## Exercise
Output every record exactly and leave each picture out.

## Records
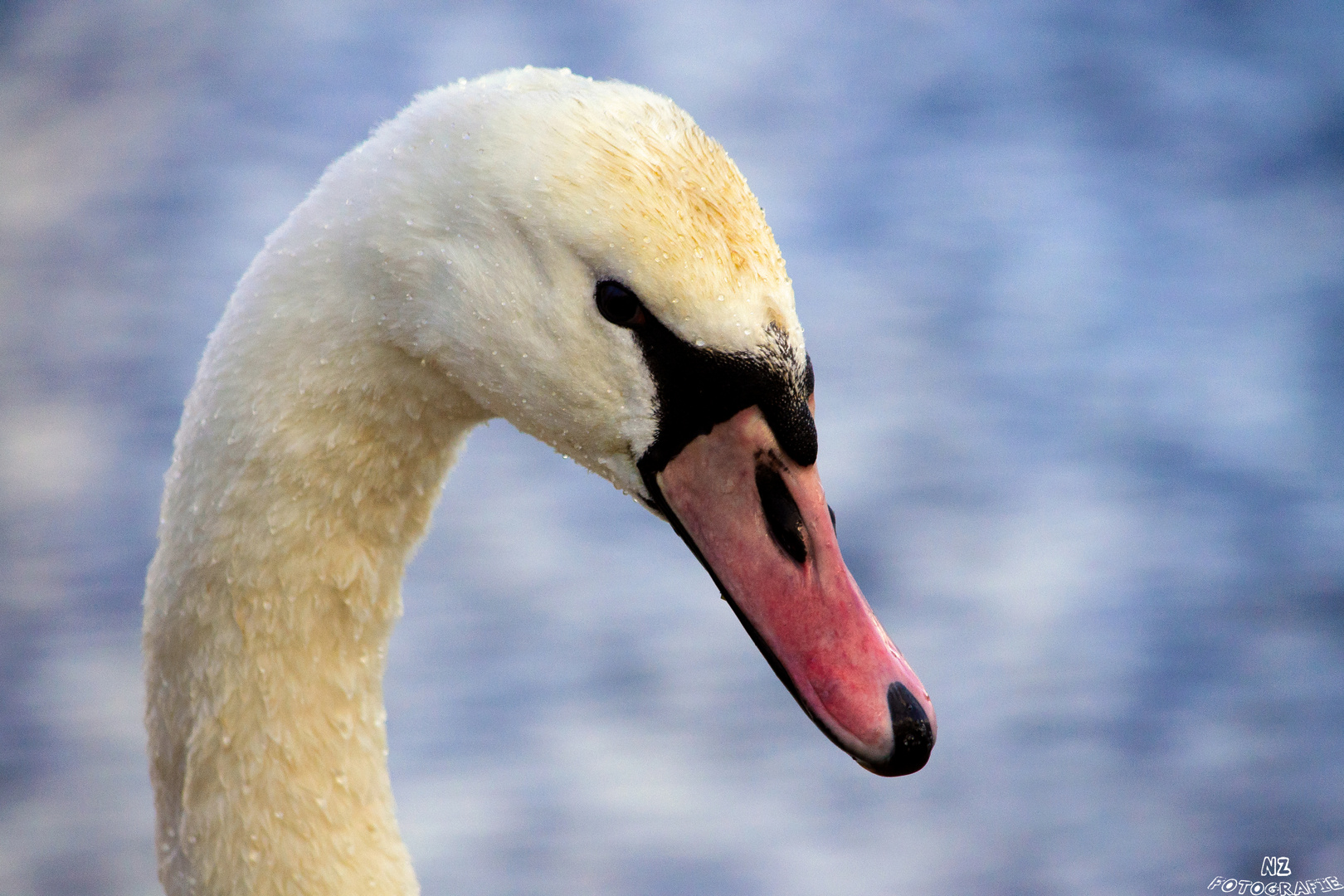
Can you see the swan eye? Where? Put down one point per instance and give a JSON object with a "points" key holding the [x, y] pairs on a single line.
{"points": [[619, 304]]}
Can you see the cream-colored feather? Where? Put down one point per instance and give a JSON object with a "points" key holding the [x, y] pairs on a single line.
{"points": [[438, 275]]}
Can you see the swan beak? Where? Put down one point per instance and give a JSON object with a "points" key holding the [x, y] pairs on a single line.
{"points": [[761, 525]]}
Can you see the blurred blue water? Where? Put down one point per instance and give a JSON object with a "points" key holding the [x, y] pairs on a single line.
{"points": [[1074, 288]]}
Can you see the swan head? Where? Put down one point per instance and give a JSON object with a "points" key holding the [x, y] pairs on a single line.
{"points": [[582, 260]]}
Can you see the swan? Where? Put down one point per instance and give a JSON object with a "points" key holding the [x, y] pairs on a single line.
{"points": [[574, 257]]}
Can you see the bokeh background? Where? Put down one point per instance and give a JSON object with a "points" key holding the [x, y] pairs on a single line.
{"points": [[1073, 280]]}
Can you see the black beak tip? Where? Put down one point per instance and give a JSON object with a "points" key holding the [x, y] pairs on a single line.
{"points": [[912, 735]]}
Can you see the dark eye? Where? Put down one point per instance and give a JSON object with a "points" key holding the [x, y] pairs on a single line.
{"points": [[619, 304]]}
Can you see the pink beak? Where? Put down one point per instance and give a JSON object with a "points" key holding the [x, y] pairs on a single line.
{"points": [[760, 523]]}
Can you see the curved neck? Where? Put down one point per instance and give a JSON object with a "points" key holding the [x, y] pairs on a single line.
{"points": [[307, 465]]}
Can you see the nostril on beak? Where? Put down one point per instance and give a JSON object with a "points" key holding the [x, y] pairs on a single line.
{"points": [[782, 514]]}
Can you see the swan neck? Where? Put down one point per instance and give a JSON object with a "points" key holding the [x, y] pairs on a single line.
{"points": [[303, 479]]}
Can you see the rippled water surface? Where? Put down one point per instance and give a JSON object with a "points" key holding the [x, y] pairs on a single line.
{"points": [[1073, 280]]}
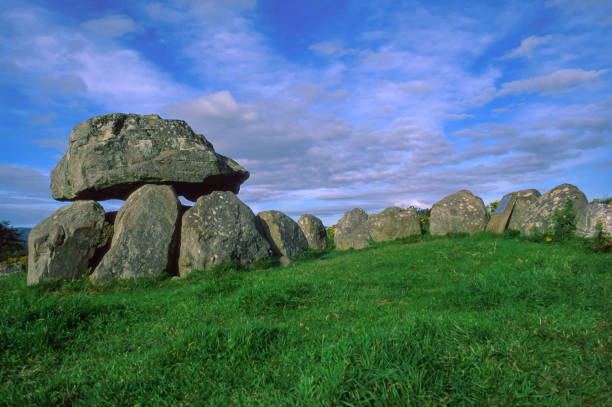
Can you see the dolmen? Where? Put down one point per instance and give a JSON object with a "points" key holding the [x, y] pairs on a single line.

## Solution to this problem
Can you see the swan eye? Where? Put down one point per instance and give a JSON object with a "points" key holding the [x, y] pairs on a single line.
{"points": [[619, 304]]}
Can you see the cream-colored feather? Where? Put down one point per instance and give a JSON object with a "points" key holding the [x, y] pairs on a single line.
{"points": [[438, 275]]}
Can you see the swan beak? Where? Put down one point per instance and give a JSON object with a "points" key holding the [x, y] pairs on a single line.
{"points": [[761, 525]]}
Can you see the blurred blue water? Where? Put down one point per instance and give a JSON object with a "points" key holding the [x, y] pairs on a single line.
{"points": [[1074, 288]]}
Can you see the swan head? Where? Put down one point per instance and give a JSON object with a "points" key holding the [x, y] pairs on a single line.
{"points": [[582, 260]]}
Can you see the swan? Where? Put down one point per instance and give a JSON object with a "points" key holding the [x, y] pairs on a single line.
{"points": [[574, 257]]}
Can you see the bokeh background? Where? Put down one point per instance and give a JSON object with a "points" key holding the [x, y] pairs on a single line.
{"points": [[1073, 280]]}
Can you see the black beak tip? Where? Put down one point per instance and give a JSON object with a "points" key holding the [x, y] pairs on a single line.
{"points": [[912, 735]]}
Can you see the dark eye? Where? Put down one point per instance and give a JSON object with a "points" key holding the [x, y] pairs on a single line.
{"points": [[619, 304]]}
Can you see the pink beak? Where? Put down one point per instance and give a JSON object with a "points" key holding the [x, y] pairs on a single line.
{"points": [[760, 523]]}
Can you see the curved neck? Where? Put down one point per instance and give a JSON object with a "points" key holding the [x, y] pairs on a single line.
{"points": [[307, 465]]}
Can you see the nostril on beak? Where? Put down one point per instance and give a JSON object with a "points" key holding the [x, y] pairs on a single line.
{"points": [[782, 514]]}
Can you see the swan neck? Where? Put down one point per instance and give a JSON object with a "points" key holding the [x, y] pairs on a single line.
{"points": [[303, 479]]}
Can you see the rippled water surface? Where? Put down one point per instance and give a JSON object with a "points" key holding the [x, y] pairs on a single line.
{"points": [[1073, 280]]}
Can you see the dolmen? Where? Put down one point per instance and give a JSON object with a "points" key holding the [x, y] pairs on a single line.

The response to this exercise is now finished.